[Start of DATA LINES]

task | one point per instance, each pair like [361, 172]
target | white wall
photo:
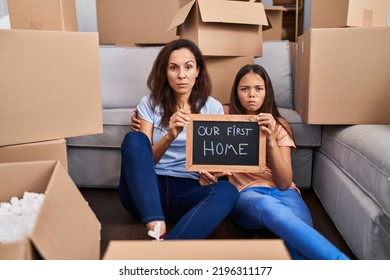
[307, 14]
[86, 15]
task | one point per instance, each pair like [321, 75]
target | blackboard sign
[220, 143]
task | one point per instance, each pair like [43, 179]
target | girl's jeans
[197, 210]
[285, 214]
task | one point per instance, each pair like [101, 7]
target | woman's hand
[177, 122]
[268, 125]
[135, 121]
[206, 178]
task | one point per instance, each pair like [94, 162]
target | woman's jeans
[196, 210]
[285, 214]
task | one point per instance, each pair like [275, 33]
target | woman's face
[251, 93]
[182, 71]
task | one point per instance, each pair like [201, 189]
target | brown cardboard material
[50, 85]
[45, 150]
[222, 28]
[66, 227]
[57, 15]
[124, 22]
[269, 249]
[343, 76]
[352, 13]
[222, 72]
[275, 16]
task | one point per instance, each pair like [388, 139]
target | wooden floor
[117, 224]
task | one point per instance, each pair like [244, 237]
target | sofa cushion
[359, 219]
[276, 60]
[124, 72]
[363, 153]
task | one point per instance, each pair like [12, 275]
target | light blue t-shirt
[173, 162]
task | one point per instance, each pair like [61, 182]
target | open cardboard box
[57, 15]
[352, 13]
[266, 249]
[222, 28]
[123, 22]
[343, 76]
[66, 228]
[50, 85]
[45, 150]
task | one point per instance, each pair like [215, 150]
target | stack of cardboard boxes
[344, 63]
[50, 90]
[228, 32]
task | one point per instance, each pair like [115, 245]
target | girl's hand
[268, 125]
[207, 178]
[177, 122]
[135, 121]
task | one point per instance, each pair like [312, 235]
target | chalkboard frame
[191, 166]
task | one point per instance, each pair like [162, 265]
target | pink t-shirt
[244, 180]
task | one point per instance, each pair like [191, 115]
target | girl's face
[182, 71]
[251, 93]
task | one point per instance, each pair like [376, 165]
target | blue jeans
[285, 214]
[196, 210]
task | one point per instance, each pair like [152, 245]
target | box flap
[16, 178]
[233, 12]
[236, 12]
[19, 250]
[66, 226]
[50, 85]
[181, 15]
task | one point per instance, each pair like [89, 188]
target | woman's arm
[279, 158]
[177, 122]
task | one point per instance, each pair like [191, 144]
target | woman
[154, 183]
[270, 199]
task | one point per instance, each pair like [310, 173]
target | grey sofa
[95, 160]
[352, 179]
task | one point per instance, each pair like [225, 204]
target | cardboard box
[66, 227]
[222, 72]
[266, 249]
[46, 150]
[57, 15]
[222, 28]
[50, 85]
[343, 76]
[275, 17]
[129, 22]
[352, 13]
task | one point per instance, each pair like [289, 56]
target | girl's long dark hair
[269, 104]
[161, 92]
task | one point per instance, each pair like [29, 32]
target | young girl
[153, 182]
[270, 199]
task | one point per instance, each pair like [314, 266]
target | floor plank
[118, 224]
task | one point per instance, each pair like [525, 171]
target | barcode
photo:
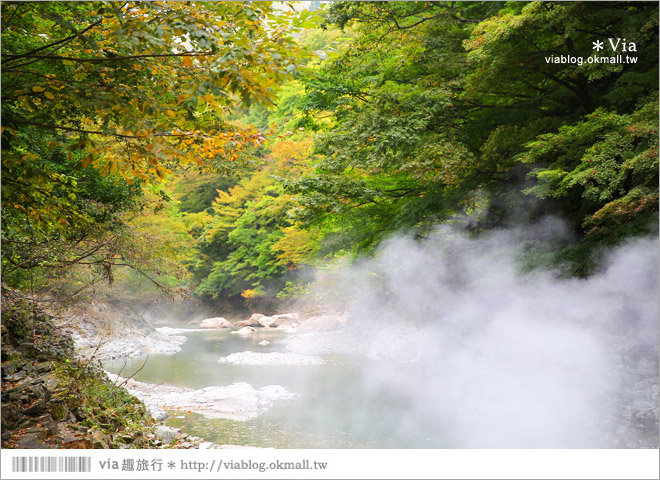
[51, 464]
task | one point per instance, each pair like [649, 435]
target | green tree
[130, 90]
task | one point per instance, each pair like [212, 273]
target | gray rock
[166, 434]
[245, 331]
[215, 322]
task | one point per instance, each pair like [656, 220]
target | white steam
[486, 357]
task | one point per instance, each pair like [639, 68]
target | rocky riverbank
[238, 401]
[52, 399]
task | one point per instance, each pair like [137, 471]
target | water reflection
[334, 410]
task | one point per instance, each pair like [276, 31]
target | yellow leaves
[87, 160]
[186, 61]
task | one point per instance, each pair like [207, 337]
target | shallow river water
[334, 408]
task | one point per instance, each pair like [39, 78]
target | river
[334, 407]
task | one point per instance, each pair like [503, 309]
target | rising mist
[466, 349]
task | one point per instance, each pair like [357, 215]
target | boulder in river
[323, 323]
[253, 321]
[215, 322]
[271, 358]
[245, 331]
[268, 322]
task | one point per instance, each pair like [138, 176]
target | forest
[229, 152]
[237, 154]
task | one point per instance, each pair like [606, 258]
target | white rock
[166, 434]
[267, 322]
[238, 401]
[215, 322]
[270, 358]
[245, 331]
[253, 321]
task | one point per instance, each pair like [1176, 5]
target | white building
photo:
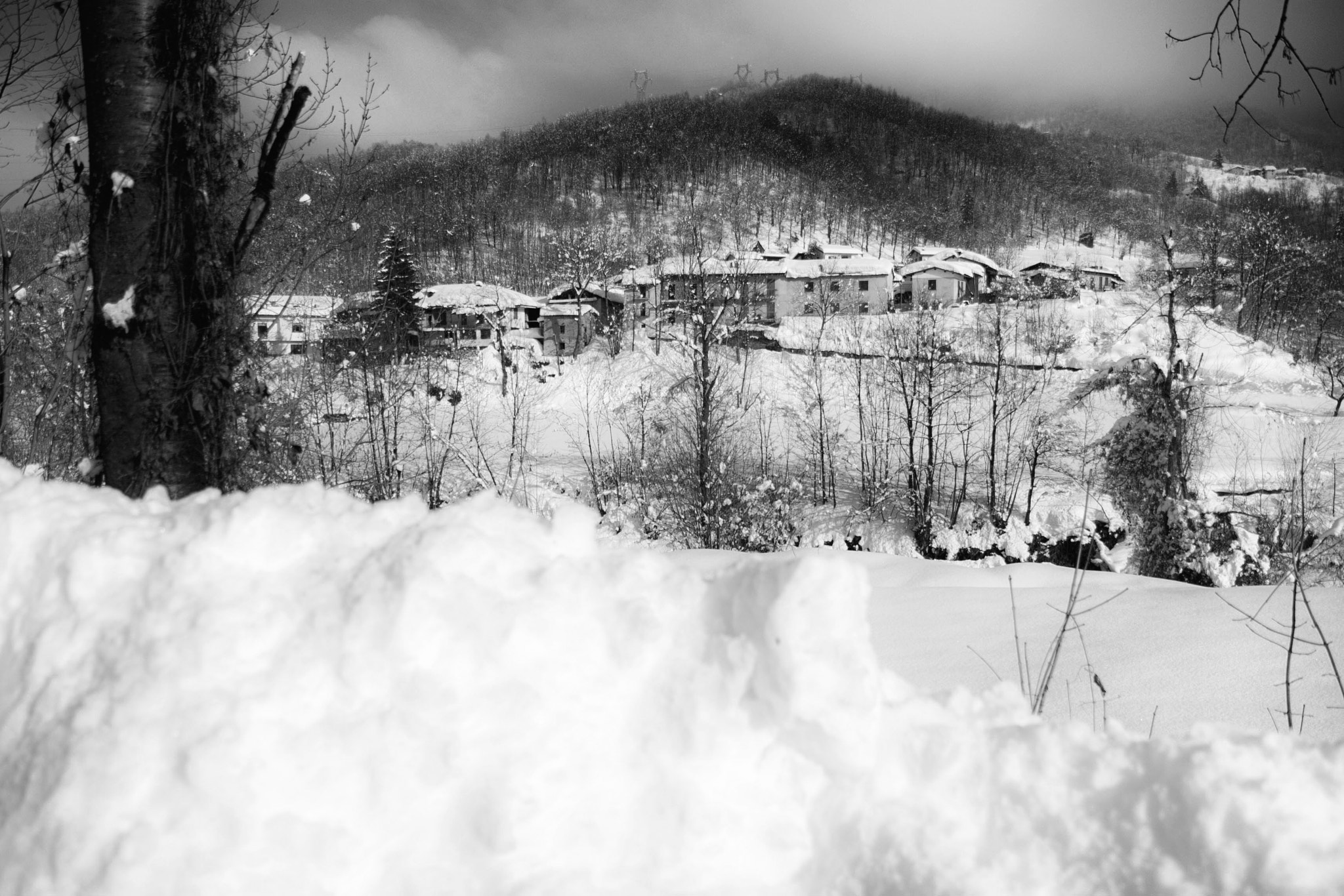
[291, 324]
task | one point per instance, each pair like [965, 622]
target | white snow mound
[292, 692]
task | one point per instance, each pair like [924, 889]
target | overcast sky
[460, 69]
[463, 69]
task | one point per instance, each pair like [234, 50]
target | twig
[1017, 644]
[984, 661]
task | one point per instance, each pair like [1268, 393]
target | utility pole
[641, 83]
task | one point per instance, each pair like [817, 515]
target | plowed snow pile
[293, 692]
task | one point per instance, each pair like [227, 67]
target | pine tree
[398, 277]
[397, 283]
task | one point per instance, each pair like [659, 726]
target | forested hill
[808, 155]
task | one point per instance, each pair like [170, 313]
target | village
[761, 285]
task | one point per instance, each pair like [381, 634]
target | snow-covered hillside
[296, 692]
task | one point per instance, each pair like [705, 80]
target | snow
[123, 311]
[296, 692]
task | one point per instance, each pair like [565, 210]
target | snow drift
[292, 692]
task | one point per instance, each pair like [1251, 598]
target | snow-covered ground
[296, 692]
[1313, 186]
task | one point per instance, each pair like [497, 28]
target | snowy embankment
[295, 692]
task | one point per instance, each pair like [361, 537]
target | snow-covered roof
[566, 310]
[952, 266]
[292, 305]
[1104, 272]
[839, 250]
[965, 255]
[641, 275]
[862, 266]
[592, 288]
[1042, 266]
[719, 268]
[473, 296]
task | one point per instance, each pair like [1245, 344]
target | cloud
[436, 91]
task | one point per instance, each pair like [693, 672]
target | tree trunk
[143, 61]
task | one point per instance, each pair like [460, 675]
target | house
[605, 298]
[764, 288]
[468, 316]
[852, 285]
[991, 268]
[1038, 273]
[1099, 278]
[640, 285]
[568, 328]
[749, 284]
[942, 281]
[924, 253]
[289, 324]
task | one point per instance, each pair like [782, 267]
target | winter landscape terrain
[757, 484]
[295, 691]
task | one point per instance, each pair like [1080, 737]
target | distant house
[1038, 273]
[608, 300]
[991, 268]
[924, 253]
[749, 284]
[291, 324]
[468, 316]
[1099, 278]
[568, 328]
[843, 285]
[942, 281]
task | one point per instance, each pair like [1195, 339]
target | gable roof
[1042, 266]
[965, 255]
[1104, 272]
[593, 288]
[292, 305]
[948, 265]
[473, 296]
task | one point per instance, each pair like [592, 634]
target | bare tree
[1268, 58]
[164, 146]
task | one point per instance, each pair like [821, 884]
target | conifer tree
[396, 285]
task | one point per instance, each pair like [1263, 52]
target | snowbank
[293, 692]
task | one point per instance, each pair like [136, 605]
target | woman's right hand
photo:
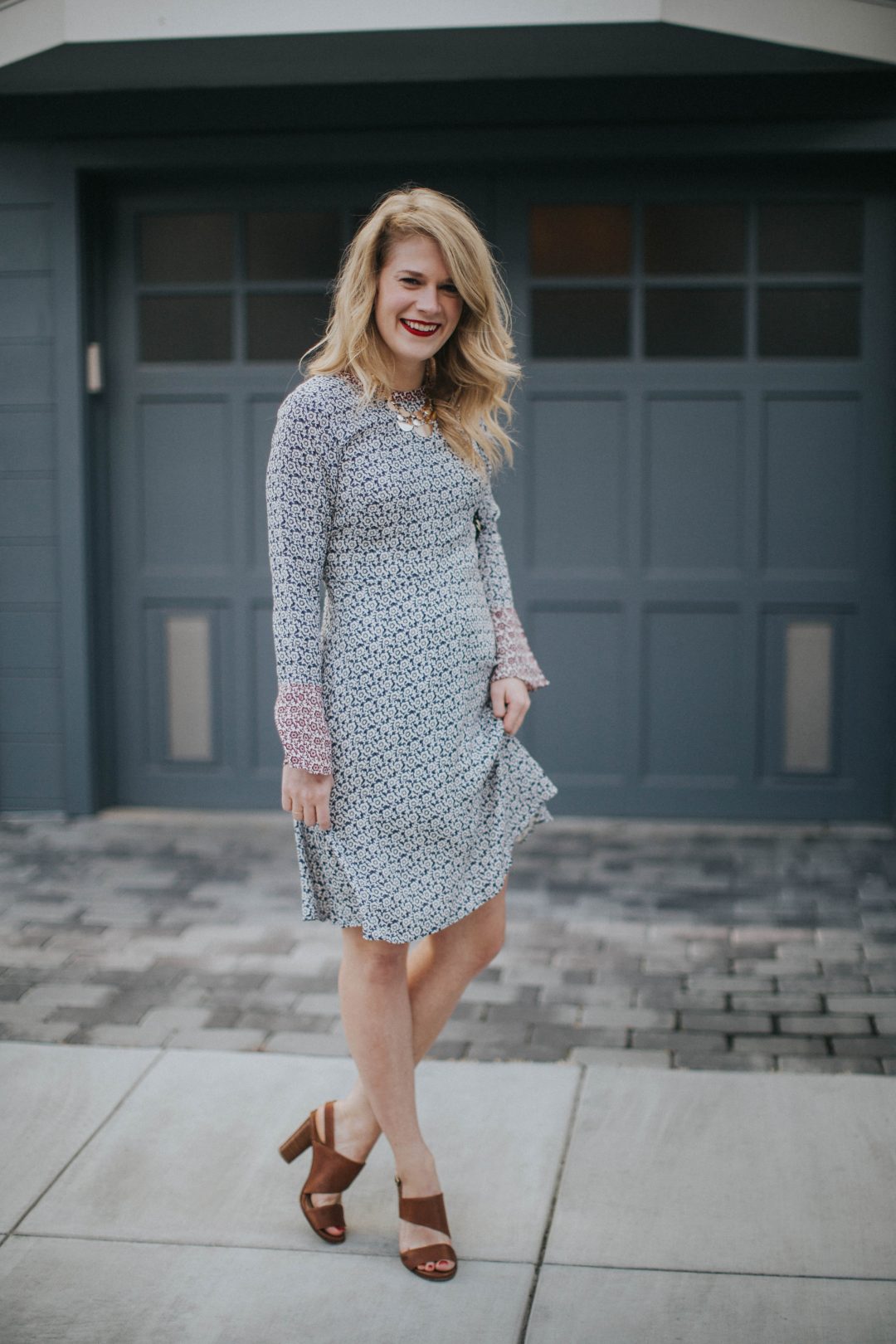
[306, 796]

[End of DATA LINES]

_TO DO_
The lines to write out run from the one containing "task | one point per instance, each pair like [1080, 737]" through the final line of the material above, both included; write them out exactly, with no pictures.

_FULL OUTPUT_
task | one point per instance, each pair like [1080, 737]
target | distant house
[1038, 273]
[608, 300]
[991, 268]
[924, 253]
[749, 284]
[291, 324]
[468, 316]
[1099, 278]
[568, 328]
[843, 285]
[942, 281]
task | one point per instance, each pair like [1195, 339]
target | gable roof
[1042, 266]
[965, 255]
[1104, 272]
[593, 288]
[292, 305]
[948, 265]
[473, 296]
task | one point per instance, each pair like [592, 634]
target | bare tree
[1268, 58]
[164, 146]
task | one point per instance, each pair like [821, 884]
target | conifer tree
[396, 285]
task | one point per instance, each pair like [1263, 52]
target | snowbank
[293, 692]
task | one point per instance, each pair like [136, 605]
target | woman's right hand
photo:
[306, 796]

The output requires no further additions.